Young love – I remember it well. Heartflutters, crazy mood swings, electric touches, skin on fire and passionate messages transmitted across the room by eye contact alone.
We kissed to the Carpenters singing “We’ve Only Just Begun” during our Saturday morning rendezvous in our college’s least-frequented student lounge. We didn’t waste our time playing Solitaire, and we weren’t saying Goodbye to Love, either.
Forty-two years later, I still wear his ring.
I’ve kept our letters, exchanged during summers apart, when he was preaching and I was travelling across the country. Singing and missing him. His letters had XXs and OOs scrawled beside his signature.
Our two eldest grandaughters, 10 and 11, gaped at our wedding album when I got it out the other day. “Nana! You look so young! And is that really Gampa?”
“Yup. And we were young.”
“How old were you?”
I thought a moment, slammed with sudden perspective. Did I really do that? “Eight years older than you,” I said, with some reluctance.
Both sets of eyes widened. “No way.”
“Yes way,” I said, then added in a hurry, “but I don’t recommend getting married that young. Back then lots of us did that.” I like to think we were more mature than today’s youth – but perhaps not. “I’d marry the same guy again,” I told them. “But I’d wait till we were out of school.”

_Natural language region descriptions:_

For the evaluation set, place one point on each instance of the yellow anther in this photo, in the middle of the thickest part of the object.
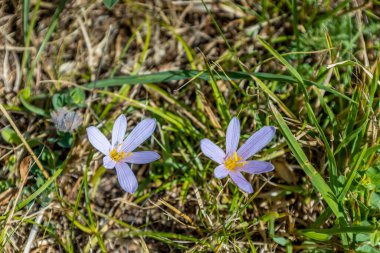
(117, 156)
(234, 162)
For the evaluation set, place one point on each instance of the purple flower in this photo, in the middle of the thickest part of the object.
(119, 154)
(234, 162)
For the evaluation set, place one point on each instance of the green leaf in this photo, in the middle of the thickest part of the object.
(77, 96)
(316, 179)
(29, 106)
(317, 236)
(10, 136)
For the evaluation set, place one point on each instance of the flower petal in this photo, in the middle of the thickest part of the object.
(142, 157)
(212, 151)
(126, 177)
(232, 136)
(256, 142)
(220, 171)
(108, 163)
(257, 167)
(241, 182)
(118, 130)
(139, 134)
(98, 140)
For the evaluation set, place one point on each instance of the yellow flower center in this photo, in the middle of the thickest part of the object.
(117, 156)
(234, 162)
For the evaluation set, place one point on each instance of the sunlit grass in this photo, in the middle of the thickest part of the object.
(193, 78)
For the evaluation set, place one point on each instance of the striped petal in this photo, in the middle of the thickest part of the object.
...
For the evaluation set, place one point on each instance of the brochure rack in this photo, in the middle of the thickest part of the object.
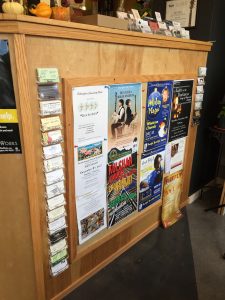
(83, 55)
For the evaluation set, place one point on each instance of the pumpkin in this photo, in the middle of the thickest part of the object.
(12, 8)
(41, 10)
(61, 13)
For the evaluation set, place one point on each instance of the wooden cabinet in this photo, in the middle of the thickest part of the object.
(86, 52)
...
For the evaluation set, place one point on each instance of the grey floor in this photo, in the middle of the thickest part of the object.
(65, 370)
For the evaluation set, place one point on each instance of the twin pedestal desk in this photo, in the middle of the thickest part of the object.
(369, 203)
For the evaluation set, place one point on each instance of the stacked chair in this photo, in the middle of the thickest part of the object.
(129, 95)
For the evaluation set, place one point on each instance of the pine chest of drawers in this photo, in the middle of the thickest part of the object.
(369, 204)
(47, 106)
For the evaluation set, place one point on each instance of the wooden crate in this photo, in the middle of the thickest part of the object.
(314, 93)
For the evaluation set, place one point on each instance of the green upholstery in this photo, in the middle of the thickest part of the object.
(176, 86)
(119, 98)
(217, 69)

_WORK TASK 1:_
Answer these about the young love piece:
(a) Which group sang the song the couple kissed to?
(b) How many years later does the narrator still wear his ring?
(c) How old are the two eldest granddaughters?
_WORK TASK 2:_ List every item named in the opening sentence of the young love piece as part of what the narrator remembers about young love.
_WORK TASK 3:_ Retype everything in the young love piece from "We kissed to" down to "beside his signature.".

_WRITTEN RESPONSE 1:_
(a) The Carpenters
(b) Forty-two
(c) 10 and 11

_WRITTEN RESPONSE 2:_
- Heartflutters
- Crazy mood swings
- Electric touches
- Skin on fire
- Passionate messages transmitted across the room by eye contact alone

_WRITTEN RESPONSE 3:_
We kissed to the Carpenters singing “We’ve Only Just Begun” during our Saturday morning rendezvous in our college’s least-frequented student lounge. We didn’t waste our time playing Solitaire, and we weren’t saying Goodbye to Love, either.
Forty-two years later, I still wear his ring.
I’ve kept our letters, exchanged during summers apart, when he was preaching and I was travelling across the country. Singing and missing him. His letters had XXs and OOs scrawled beside his signature.